Written request » Rewrite all of the lines below, requests included, and shift every coordinate in the answers by adding 89 to it. Leave the pictures out of your answer.

Provided data »
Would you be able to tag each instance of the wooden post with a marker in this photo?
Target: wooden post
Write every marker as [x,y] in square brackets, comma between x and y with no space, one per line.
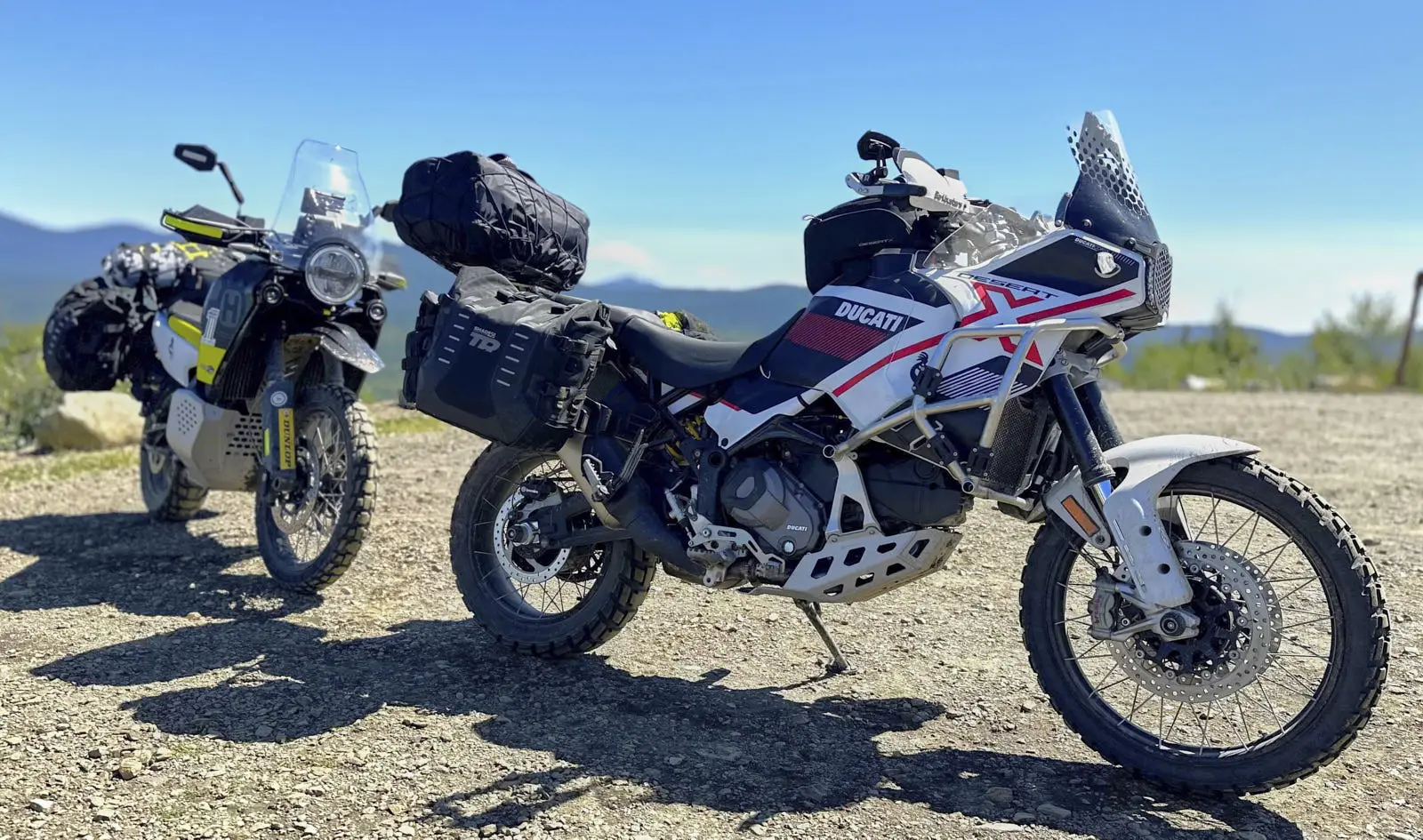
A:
[1408,332]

Response to the task »
Would you be able to tag each instance of the wooden post with a marker in this photo?
Target: wooden post
Write every marker as [x,y] in square brackets, comma between x and y with no space, one per line.
A:
[1497,421]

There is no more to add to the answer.